Task: Filter the entries beneath this task, copying only the lines that hold the word "water".

Available records:
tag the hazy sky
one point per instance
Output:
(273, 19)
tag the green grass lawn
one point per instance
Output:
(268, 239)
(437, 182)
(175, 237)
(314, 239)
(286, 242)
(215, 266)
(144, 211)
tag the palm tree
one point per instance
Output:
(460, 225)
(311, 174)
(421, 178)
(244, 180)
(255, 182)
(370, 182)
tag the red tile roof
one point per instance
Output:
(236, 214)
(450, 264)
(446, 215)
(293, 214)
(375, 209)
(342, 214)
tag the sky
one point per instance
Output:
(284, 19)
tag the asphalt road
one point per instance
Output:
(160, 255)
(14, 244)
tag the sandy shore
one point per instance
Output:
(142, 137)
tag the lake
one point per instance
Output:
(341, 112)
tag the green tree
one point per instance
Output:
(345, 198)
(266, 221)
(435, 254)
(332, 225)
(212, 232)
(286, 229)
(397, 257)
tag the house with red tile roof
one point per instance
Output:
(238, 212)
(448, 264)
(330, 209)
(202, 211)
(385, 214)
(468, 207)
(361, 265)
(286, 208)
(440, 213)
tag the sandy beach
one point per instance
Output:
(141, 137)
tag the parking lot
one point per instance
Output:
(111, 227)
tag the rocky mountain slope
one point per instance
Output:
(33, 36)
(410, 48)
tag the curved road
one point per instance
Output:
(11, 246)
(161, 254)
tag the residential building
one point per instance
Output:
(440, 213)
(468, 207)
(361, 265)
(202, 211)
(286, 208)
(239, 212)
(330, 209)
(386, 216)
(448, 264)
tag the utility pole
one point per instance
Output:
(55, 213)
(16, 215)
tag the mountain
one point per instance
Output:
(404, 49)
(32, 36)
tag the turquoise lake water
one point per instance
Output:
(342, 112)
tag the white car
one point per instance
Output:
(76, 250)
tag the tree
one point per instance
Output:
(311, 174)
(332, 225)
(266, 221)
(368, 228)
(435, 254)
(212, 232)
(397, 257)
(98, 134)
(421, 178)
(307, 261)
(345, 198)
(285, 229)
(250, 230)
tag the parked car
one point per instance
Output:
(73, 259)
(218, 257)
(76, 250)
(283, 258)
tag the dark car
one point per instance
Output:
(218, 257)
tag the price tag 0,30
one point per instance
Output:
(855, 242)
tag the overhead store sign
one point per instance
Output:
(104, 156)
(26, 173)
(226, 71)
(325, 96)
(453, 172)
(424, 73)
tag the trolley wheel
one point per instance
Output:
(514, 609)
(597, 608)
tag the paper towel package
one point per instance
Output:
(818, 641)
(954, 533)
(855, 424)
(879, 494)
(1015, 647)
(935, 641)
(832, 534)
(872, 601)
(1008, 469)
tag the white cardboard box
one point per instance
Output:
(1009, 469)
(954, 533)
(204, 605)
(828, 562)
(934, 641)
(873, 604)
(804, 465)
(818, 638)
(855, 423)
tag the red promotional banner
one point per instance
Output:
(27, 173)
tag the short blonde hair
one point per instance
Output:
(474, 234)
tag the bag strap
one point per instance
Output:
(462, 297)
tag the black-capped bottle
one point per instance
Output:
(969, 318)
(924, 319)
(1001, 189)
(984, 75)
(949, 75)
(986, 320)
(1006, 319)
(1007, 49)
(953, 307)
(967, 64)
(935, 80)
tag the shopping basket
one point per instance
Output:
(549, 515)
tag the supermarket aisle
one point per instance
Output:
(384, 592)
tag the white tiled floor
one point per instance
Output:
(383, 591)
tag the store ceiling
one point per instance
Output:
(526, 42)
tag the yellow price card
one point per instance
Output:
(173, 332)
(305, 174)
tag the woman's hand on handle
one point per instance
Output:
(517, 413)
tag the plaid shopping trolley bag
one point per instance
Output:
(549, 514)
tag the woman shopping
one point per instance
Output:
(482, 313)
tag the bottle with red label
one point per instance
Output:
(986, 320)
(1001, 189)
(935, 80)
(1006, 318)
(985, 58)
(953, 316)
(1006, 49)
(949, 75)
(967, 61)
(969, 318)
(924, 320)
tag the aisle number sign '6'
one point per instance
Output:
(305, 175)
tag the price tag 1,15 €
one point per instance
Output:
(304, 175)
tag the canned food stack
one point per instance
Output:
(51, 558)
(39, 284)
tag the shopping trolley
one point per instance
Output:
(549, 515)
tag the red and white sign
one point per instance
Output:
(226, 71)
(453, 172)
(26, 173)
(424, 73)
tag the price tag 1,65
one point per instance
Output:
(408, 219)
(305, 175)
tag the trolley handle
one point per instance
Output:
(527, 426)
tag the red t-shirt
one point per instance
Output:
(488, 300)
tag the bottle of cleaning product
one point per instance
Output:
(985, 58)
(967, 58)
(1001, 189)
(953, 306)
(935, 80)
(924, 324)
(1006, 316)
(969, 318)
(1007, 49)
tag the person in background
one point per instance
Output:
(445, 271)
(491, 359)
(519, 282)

---

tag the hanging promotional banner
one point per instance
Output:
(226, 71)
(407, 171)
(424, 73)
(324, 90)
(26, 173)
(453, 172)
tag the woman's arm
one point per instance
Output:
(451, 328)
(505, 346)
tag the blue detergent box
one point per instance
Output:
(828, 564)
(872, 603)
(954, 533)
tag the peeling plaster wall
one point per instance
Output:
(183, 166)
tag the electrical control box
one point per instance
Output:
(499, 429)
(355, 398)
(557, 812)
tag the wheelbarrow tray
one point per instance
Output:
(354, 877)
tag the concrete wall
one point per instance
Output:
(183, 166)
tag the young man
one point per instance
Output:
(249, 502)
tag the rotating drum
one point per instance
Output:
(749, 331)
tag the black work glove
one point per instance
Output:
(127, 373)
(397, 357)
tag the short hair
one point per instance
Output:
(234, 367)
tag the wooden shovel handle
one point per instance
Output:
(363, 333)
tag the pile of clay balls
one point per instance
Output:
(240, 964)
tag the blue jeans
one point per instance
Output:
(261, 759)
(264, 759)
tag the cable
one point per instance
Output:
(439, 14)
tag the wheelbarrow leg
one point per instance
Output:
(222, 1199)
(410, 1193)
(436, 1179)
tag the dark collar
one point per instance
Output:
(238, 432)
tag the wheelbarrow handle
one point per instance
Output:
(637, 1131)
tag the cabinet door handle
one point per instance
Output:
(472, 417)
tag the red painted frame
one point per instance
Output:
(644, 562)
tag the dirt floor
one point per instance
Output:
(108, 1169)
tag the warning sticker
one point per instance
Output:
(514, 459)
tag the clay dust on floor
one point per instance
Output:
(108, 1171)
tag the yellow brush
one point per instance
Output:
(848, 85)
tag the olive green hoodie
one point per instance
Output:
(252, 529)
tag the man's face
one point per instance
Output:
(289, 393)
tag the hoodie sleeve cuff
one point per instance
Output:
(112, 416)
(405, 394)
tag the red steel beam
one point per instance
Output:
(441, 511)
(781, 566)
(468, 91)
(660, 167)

==

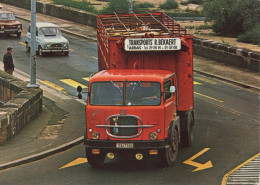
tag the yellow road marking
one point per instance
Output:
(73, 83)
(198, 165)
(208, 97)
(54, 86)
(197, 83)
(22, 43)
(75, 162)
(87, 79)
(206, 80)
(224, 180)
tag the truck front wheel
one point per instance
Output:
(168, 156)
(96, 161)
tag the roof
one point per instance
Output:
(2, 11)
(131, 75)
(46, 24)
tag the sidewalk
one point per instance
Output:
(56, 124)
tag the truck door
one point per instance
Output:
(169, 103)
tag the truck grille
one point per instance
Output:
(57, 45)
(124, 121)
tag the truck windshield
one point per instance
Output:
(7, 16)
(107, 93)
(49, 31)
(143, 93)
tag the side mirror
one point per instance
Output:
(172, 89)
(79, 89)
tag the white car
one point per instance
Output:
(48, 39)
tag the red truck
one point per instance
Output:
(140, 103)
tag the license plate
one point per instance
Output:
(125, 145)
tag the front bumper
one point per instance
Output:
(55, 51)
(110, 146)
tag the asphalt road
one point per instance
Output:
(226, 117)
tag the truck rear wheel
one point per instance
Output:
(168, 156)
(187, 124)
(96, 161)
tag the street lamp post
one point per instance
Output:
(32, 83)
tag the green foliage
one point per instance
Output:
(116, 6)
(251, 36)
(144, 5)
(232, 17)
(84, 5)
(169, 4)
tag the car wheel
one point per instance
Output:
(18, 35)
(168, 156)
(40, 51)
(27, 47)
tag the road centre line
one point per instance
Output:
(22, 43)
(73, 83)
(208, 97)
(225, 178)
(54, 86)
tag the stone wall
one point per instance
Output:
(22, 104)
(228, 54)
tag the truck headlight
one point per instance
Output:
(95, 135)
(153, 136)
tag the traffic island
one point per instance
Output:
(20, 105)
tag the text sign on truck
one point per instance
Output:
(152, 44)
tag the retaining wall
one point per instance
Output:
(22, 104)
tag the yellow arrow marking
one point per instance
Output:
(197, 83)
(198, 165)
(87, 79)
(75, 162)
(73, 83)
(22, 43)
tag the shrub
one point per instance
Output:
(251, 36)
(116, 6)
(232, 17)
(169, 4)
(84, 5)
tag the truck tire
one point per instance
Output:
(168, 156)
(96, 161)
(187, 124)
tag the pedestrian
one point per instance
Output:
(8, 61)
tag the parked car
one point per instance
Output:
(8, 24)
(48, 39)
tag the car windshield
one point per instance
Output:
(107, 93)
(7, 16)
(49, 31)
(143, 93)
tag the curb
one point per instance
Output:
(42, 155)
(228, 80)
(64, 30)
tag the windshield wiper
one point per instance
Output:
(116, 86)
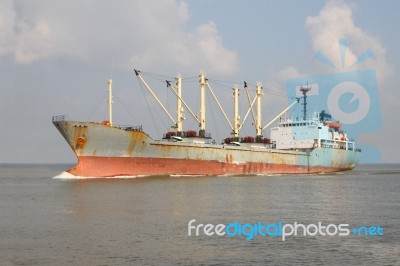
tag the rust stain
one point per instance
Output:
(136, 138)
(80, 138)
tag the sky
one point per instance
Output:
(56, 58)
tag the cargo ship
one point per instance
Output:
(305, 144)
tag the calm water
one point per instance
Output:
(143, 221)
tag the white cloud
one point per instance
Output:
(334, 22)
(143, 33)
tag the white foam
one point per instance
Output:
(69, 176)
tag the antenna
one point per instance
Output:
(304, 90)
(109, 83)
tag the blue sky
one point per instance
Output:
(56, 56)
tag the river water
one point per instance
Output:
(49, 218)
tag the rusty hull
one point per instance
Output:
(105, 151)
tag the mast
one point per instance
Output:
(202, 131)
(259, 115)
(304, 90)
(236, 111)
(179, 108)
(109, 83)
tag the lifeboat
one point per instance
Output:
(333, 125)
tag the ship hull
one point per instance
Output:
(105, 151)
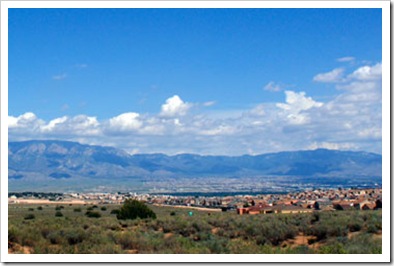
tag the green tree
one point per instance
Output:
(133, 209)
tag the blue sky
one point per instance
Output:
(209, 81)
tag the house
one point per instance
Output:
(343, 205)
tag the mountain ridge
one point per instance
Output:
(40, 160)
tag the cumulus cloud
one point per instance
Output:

Answer to this task:
tag the turquoise lake water
tag the calm water
tag the river water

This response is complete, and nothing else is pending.